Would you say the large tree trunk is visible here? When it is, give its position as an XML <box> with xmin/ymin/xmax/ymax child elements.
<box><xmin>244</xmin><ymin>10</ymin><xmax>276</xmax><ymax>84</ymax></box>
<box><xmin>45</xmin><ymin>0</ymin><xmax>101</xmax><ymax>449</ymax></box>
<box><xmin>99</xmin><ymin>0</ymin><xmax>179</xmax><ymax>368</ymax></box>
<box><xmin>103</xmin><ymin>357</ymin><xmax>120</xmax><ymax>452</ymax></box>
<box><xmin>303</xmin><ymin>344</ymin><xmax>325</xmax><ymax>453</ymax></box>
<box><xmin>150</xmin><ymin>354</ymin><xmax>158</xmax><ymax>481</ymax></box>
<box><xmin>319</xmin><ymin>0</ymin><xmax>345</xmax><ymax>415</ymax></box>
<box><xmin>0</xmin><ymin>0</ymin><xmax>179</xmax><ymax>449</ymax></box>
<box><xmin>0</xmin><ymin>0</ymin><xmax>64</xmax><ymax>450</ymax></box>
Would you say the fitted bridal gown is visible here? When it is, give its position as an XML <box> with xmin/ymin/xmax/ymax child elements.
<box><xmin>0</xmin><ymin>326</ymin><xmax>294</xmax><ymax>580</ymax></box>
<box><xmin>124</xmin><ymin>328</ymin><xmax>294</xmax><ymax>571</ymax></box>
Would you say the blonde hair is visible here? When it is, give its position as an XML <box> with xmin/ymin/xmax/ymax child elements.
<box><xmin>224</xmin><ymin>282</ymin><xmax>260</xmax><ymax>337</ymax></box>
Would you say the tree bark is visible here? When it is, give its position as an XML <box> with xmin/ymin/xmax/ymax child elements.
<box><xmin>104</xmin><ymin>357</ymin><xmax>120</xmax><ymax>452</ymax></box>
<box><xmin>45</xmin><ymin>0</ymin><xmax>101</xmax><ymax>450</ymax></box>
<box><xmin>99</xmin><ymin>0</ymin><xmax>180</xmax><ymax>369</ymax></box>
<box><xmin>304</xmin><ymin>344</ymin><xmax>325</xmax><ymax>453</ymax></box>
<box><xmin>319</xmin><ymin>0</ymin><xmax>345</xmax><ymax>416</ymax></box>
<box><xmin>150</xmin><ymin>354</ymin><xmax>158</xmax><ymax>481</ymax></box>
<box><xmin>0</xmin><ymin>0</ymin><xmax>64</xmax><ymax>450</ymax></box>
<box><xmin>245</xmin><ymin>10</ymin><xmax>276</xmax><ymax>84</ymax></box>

┄┄┄┄┄┄┄┄┄┄┄┄┄┄┄┄┄┄┄┄

> [SET PROBLEM]:
Extract the listing in its entirety, matching it exactly.

> [ANSWER FOR THIS EXERCISE]:
Would you say the large tree trunk is visible here? When it is, give its position as an XML <box> with xmin/ymin/xmax/ymax child elements.
<box><xmin>244</xmin><ymin>10</ymin><xmax>276</xmax><ymax>84</ymax></box>
<box><xmin>45</xmin><ymin>0</ymin><xmax>101</xmax><ymax>449</ymax></box>
<box><xmin>99</xmin><ymin>0</ymin><xmax>179</xmax><ymax>368</ymax></box>
<box><xmin>103</xmin><ymin>357</ymin><xmax>120</xmax><ymax>452</ymax></box>
<box><xmin>303</xmin><ymin>344</ymin><xmax>325</xmax><ymax>453</ymax></box>
<box><xmin>150</xmin><ymin>354</ymin><xmax>158</xmax><ymax>481</ymax></box>
<box><xmin>319</xmin><ymin>0</ymin><xmax>345</xmax><ymax>415</ymax></box>
<box><xmin>0</xmin><ymin>0</ymin><xmax>179</xmax><ymax>449</ymax></box>
<box><xmin>0</xmin><ymin>0</ymin><xmax>64</xmax><ymax>450</ymax></box>
Would you say the fitted bridal gown is visible here? When it is, give its position as an XML <box> with xmin/ymin/xmax/ymax child elements.
<box><xmin>0</xmin><ymin>326</ymin><xmax>294</xmax><ymax>580</ymax></box>
<box><xmin>124</xmin><ymin>328</ymin><xmax>294</xmax><ymax>571</ymax></box>
Would you say the blonde hair is visible here? When it is, give its position as an XML <box> with xmin/ymin/xmax/ymax child elements.
<box><xmin>224</xmin><ymin>282</ymin><xmax>260</xmax><ymax>337</ymax></box>
Would you say the tree bark is visible here? When it is, give its position as an XML <box> with xmin/ymin/xmax/ymax child elements.
<box><xmin>104</xmin><ymin>357</ymin><xmax>120</xmax><ymax>452</ymax></box>
<box><xmin>45</xmin><ymin>0</ymin><xmax>101</xmax><ymax>450</ymax></box>
<box><xmin>99</xmin><ymin>0</ymin><xmax>180</xmax><ymax>369</ymax></box>
<box><xmin>304</xmin><ymin>344</ymin><xmax>325</xmax><ymax>453</ymax></box>
<box><xmin>319</xmin><ymin>0</ymin><xmax>345</xmax><ymax>416</ymax></box>
<box><xmin>150</xmin><ymin>354</ymin><xmax>158</xmax><ymax>481</ymax></box>
<box><xmin>0</xmin><ymin>0</ymin><xmax>64</xmax><ymax>450</ymax></box>
<box><xmin>245</xmin><ymin>10</ymin><xmax>276</xmax><ymax>84</ymax></box>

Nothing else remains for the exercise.